BRIEF A: Translate this sentence from the GPU node guide below into Spanish: "Reboot the machine to apply changes and ensure the driver is properly integrated with the system."

DOCUMENT TEXT:
────────────────────────────────────────
NVIDIA GPU Node
This document outlines the process of enabling your k3s cluster to schedule GPU workloads and explains how to add a node with an Nvidia consumer graphics card.
Nvidia provides a Kubernetes operator known as NVIDIA GPU Operator for this purpose. To ensure a Kubernetes cluster can execute GPU workloads, the following stack must be installed:
- NVIDIA Drivers (to enable CUDA)
- CUDA
- Container Toolkit (for executing CUDA workloads in the container engine, containerd in our case)
- Kubernetes Device Plugin
In theory, the GPU Operator should manage all these tasks. However, at the time of writing, consumer graphics cards (such as the RTX 4080, RTX 4090, RTX 3090) are not supported by the operator. Consequently, the driver must be installed directly on the machine. If you have access to a professional card, you might be able to bypass this step and proceed directly to the 'Install Operator' section.
Install the Node
Install Linux on the node. It's advisable to allocate a larger system partition due to the significant space requirements of the CUDA framework (approximately 7.5GB). Therefore, aim for a minimum of 32GB.
If you already have an existing cluster, it is recommended not to join the new node immediately.
In cases where you have an encrypted partition, consider enrolling the keys after the driver installation.
Install nvidia driver
Update the system to mitigate potential conflicts between the graphics driver and the system. This step is crucial for maintaining system stability.
Add the Nvidia repository to your system sources. This ensures access to the latest Nvidia drivers and related software.
Install necessary dependencies and the Nvidia driver. These installations are vital for the proper functioning of your graphics hardware.
Reboot the machine to apply changes and ensure the driver is properly integrated with the system.
Check for newer repository versions. At the time of writing, Fedora 39 is the most current release, and the Nvidia repository has been updated to reflect this version.
────────────────────────────────────────
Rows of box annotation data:

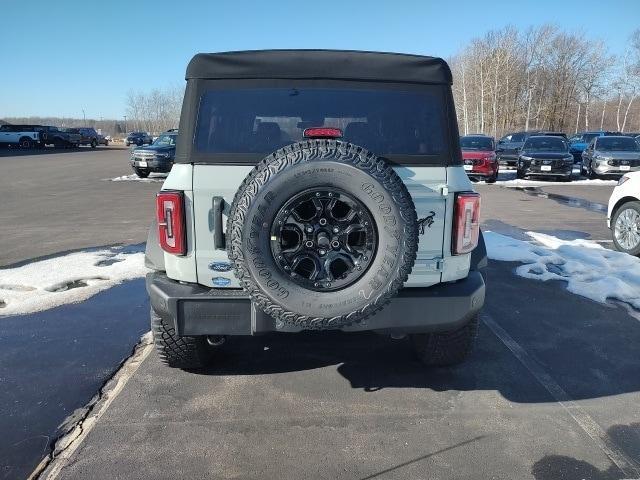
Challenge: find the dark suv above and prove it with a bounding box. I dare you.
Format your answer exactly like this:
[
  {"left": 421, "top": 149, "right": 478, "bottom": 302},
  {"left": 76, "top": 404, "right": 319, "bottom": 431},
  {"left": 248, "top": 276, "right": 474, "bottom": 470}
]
[
  {"left": 124, "top": 132, "right": 153, "bottom": 147},
  {"left": 146, "top": 50, "right": 486, "bottom": 369},
  {"left": 130, "top": 130, "right": 178, "bottom": 178},
  {"left": 78, "top": 127, "right": 100, "bottom": 148},
  {"left": 517, "top": 135, "right": 573, "bottom": 181}
]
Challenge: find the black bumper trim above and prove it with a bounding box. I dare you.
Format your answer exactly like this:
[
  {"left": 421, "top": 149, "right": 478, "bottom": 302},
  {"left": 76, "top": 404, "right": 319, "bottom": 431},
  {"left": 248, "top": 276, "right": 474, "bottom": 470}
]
[{"left": 147, "top": 271, "right": 485, "bottom": 335}]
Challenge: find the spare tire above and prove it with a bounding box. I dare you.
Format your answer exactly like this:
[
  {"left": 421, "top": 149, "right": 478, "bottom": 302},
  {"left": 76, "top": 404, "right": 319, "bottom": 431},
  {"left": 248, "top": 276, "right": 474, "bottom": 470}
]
[{"left": 227, "top": 140, "right": 418, "bottom": 329}]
────────────────────────────────────────
BRIEF B: Recast the lines of the records above, from the line with "Challenge: find the spare" through the end of the records, as a numbered list with blank lines left out.

CORRECT RESPONSE A: Reinicia la máquina para aplicar los cambios y asegurarte de que el controlador quede integrado correctamente con el sistema.

CORRECT RESPONSE B:
1. Challenge: find the spare tire above and prove it with a bounding box. I dare you.
2. Format your answer exactly like this:
3. [
4.   {"left": 421, "top": 149, "right": 478, "bottom": 302},
5.   {"left": 76, "top": 404, "right": 319, "bottom": 431},
6.   {"left": 248, "top": 276, "right": 474, "bottom": 470}
7. ]
8. [{"left": 227, "top": 140, "right": 418, "bottom": 329}]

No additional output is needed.